_Problem to solve_
Answer these from the Audit Committee rules below:
1. Who appoints the Chair of the Audit Committee, and from which group is the Chair chosen?
2. At least how many days before a meeting must convocation notices go out to each member?
3. How often, in principle, are Audit Committee meetings held?

_Text to read_
+ + + + +

Rules of the Audit Committee

Article 1 (Objective)

These Rules provide for matters related to the Audit Committee of Eisai Co., Ltd.

Article 2 (Authority)

  1. 1.In addition to audit of the execution of the duties by the Directors and the Corporate Officers and the preparation of audit reports as well as the determination of proposals related to the election, dismissal, and non-reappointment of External Auditors to be submitted to a General Meeting of Shareholders, the Audit Committee shall have the authority to perform the duties provided by law and the Articles of Incorporation, or otherwise resolved by the Board of Directors. Matters to be resolved by the Audit Committee shall be as set out in the Detailed Rules of the Audit Committee, except as otherwise provided by law or the Articles of Incorporation.
  2. 2.The Audit Committee may, at any time, request from the officers and employees of the Company and the ENW Entities, and the Accounting Auditor of the Company, reports regarding matters necessary for executing its duties. Matters to be reported to the Audit Committee shall be as set out in the Detailed Rules of the Audit Committee, except as otherwise provided by law or the Articles of Incorporation.
  3. 3.The Audit Committee may perform such duties as deemed necessary by the Audit Committee at the Company's expense.

Article 3 (Composition)

  1. 1.The Audit Committee shall be composed of Directors appointed by the Board of Directors (hereinafter called “Audit Committee Members”).
  2. 2.The Chair of the Audit Committee shall be appointed from the Outside Directors by the Board of Directors.

Article 4 (Convocation)

  1. 1.Audit Committee meetings shall be convened in principle by the Chair of the Audit Committee; provided however that any other Audit Committee Member may convene Audit Committee meetings whenever necessary.
  2. 2.Notices of convocation of Audit Committee meetings shall be dispatched to each Audit Committee Member at least three (3) days prior to the date of the meeting, stating the date and time, place, and agenda of the meeting. Such period of notice may, however, be shortened in case of urgency.
  3. 3.Audit Committee meetings may be held without conforming to the convocation procedures provided in the preceding paragraph with the unanimous consent of the Audit Committee Members.

Article 5 (Holding of meetings)

  1. 1.Audit Committee meetings shall be held in principle once a month.

+ + + + +

_Collected data_
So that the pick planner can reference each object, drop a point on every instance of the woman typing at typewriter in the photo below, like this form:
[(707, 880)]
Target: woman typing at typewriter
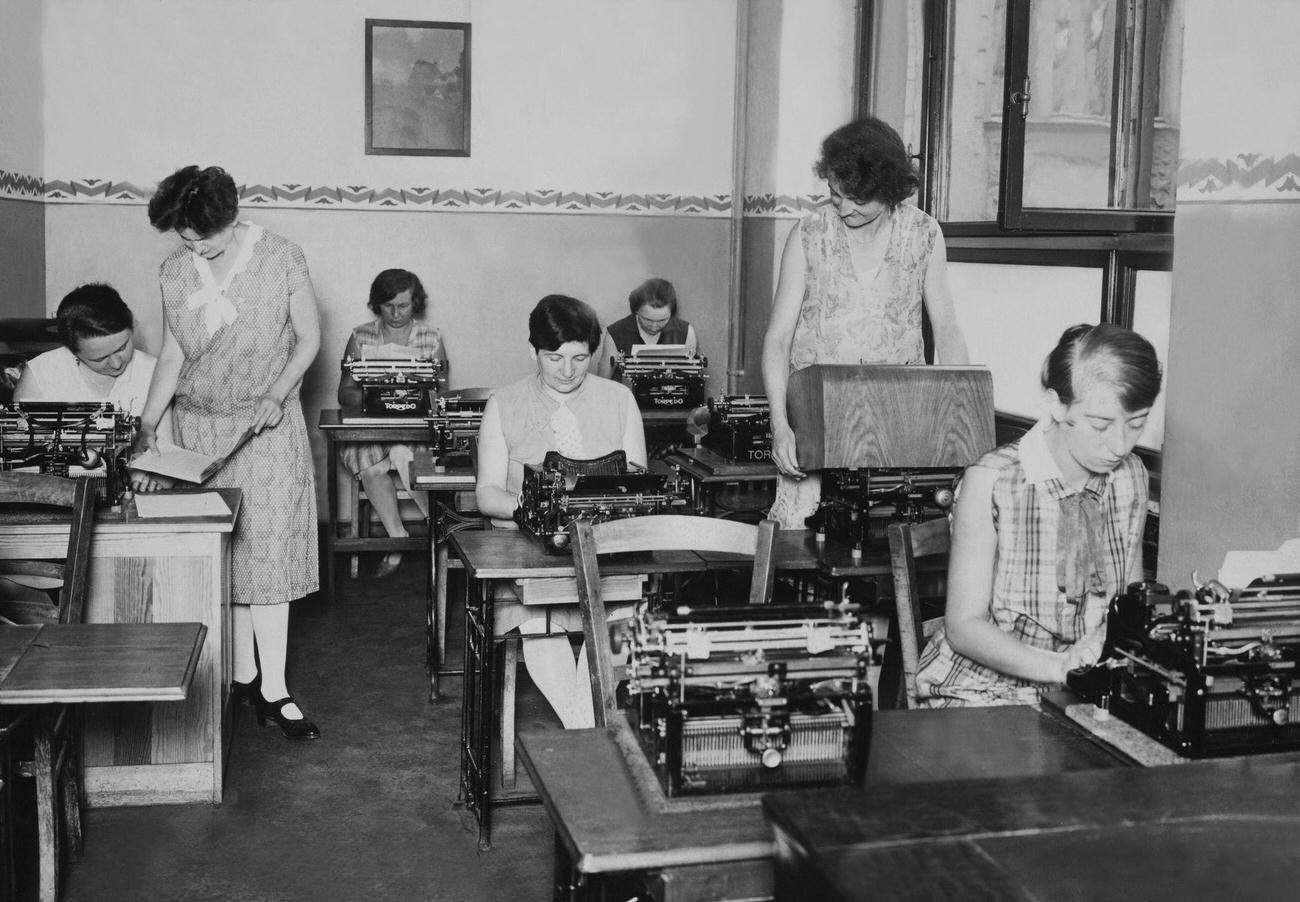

+ + + + +

_Result of the task_
1. The Board of Directors appoints the Chair from the Outside Directors.
2. At least three days.
3. Once a month.